# Work order
Please transcribe the listing below exactly, but only from the line containing "Exercise. Point to the rough" through its last line.
***** Provided data
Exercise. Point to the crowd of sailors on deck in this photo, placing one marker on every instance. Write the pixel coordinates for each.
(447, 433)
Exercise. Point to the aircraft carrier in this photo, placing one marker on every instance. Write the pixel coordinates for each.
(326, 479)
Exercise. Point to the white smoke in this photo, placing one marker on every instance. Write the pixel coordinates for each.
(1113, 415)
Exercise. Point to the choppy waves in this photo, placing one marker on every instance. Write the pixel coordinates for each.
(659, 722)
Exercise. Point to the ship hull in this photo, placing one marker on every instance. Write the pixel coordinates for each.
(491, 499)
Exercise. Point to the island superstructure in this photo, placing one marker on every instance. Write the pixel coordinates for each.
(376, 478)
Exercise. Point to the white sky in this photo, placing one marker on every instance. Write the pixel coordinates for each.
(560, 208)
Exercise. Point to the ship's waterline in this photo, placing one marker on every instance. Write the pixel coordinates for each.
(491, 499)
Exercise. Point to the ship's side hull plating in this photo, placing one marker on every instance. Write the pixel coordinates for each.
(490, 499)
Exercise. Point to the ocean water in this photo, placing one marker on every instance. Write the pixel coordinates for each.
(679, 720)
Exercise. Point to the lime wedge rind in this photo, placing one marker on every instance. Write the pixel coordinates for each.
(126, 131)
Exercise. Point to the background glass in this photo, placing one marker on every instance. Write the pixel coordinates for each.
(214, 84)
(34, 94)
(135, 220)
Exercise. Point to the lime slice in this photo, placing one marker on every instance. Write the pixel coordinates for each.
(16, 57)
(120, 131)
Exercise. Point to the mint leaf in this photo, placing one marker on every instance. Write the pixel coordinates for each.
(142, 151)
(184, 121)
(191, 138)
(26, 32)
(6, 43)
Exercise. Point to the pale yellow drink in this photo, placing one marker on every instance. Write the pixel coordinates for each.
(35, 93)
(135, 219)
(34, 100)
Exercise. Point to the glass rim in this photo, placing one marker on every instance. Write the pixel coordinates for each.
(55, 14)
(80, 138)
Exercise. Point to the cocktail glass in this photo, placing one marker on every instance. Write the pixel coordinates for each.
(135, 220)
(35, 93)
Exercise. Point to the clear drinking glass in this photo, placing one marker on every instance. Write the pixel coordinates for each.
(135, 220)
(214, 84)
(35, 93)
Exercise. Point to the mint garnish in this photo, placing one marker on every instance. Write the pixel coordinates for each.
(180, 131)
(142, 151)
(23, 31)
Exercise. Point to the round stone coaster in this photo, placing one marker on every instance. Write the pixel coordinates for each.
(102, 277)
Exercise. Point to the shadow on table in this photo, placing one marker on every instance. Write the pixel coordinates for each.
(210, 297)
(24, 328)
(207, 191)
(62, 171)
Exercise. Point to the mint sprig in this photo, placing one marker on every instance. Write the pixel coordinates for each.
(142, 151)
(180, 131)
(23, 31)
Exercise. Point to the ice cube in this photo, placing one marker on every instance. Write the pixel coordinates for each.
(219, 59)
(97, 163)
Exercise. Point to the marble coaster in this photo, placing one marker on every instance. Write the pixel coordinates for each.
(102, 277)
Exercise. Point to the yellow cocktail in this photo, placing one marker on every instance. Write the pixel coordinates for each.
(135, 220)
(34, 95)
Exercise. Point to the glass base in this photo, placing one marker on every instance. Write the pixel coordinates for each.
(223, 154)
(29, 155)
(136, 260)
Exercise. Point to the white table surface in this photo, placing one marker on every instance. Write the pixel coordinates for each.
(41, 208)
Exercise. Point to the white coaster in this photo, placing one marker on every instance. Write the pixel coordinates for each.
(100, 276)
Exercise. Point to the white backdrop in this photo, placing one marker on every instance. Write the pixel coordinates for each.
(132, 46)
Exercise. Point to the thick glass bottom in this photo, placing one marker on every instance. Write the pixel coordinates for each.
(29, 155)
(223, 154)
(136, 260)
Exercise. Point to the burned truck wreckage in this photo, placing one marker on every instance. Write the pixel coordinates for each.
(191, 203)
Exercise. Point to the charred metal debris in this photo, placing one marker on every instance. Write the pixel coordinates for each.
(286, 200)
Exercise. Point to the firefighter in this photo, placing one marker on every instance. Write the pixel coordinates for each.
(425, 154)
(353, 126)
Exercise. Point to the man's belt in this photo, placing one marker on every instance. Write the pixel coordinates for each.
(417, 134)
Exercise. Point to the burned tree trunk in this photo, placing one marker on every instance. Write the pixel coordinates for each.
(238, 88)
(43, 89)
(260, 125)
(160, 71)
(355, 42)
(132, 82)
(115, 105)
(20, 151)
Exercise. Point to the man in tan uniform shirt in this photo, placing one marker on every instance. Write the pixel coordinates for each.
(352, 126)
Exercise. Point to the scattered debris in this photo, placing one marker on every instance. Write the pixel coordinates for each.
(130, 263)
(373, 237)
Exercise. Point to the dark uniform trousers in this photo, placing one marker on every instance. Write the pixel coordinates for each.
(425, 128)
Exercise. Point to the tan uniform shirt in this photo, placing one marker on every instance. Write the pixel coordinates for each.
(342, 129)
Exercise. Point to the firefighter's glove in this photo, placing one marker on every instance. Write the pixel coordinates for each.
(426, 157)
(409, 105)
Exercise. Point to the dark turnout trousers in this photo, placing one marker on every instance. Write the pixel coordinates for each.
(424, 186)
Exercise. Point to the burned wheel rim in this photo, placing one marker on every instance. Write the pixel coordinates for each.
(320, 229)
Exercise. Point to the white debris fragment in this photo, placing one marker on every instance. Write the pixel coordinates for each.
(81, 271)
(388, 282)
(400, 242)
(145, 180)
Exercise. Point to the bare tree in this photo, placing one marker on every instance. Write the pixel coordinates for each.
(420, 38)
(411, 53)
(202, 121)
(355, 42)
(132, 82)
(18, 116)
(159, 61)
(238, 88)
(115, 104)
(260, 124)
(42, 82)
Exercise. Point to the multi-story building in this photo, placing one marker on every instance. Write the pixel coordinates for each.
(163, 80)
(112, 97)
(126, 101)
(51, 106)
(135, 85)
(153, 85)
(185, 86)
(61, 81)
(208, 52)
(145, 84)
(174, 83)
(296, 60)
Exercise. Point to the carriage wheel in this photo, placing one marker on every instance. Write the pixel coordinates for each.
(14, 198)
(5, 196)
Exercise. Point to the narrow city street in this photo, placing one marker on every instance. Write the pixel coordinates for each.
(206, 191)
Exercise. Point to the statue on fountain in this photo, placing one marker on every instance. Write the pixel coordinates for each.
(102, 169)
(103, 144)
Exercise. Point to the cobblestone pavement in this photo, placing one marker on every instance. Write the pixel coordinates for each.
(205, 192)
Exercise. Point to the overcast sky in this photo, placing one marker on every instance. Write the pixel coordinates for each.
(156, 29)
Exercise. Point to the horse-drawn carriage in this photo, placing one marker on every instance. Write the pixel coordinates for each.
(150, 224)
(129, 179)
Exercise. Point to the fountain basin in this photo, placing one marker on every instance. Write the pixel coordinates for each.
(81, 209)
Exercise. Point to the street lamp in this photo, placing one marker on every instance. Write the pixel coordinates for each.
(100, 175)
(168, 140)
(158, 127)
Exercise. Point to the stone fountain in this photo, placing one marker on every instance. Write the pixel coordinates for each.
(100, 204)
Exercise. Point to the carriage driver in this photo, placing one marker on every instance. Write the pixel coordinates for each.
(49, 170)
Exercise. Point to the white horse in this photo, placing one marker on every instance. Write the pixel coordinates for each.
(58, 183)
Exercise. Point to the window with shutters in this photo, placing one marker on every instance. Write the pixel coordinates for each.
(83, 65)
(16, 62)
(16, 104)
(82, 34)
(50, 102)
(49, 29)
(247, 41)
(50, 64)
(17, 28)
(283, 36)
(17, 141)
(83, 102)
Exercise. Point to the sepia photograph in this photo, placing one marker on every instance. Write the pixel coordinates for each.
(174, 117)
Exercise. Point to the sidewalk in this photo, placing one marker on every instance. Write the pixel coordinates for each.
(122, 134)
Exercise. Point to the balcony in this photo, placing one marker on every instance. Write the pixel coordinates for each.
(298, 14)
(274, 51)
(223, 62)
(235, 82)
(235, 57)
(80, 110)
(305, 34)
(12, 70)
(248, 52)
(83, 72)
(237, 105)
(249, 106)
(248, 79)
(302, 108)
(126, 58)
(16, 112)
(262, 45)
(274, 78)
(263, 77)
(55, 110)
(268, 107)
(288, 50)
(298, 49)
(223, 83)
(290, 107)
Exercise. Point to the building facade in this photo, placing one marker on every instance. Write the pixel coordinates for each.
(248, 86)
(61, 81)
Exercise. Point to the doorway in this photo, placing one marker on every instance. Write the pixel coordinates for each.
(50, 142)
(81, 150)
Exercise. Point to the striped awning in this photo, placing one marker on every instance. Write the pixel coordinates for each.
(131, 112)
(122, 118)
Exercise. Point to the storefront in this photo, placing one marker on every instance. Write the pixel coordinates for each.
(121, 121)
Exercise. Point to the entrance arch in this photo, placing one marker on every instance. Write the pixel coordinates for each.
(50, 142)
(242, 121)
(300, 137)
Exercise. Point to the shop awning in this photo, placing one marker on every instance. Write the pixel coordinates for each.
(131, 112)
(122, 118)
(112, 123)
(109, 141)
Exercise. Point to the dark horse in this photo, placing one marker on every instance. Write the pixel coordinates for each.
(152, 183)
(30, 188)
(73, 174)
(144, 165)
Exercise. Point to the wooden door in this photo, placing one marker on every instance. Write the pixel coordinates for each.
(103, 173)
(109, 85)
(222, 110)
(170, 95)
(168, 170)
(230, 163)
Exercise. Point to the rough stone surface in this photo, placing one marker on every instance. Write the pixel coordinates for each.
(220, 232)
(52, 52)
**********
# Reply to the task
Exercise. Point to the rough stone surface in this photo, placing one marker on every instance. Write the pixel coordinates for each.
(220, 232)
(52, 52)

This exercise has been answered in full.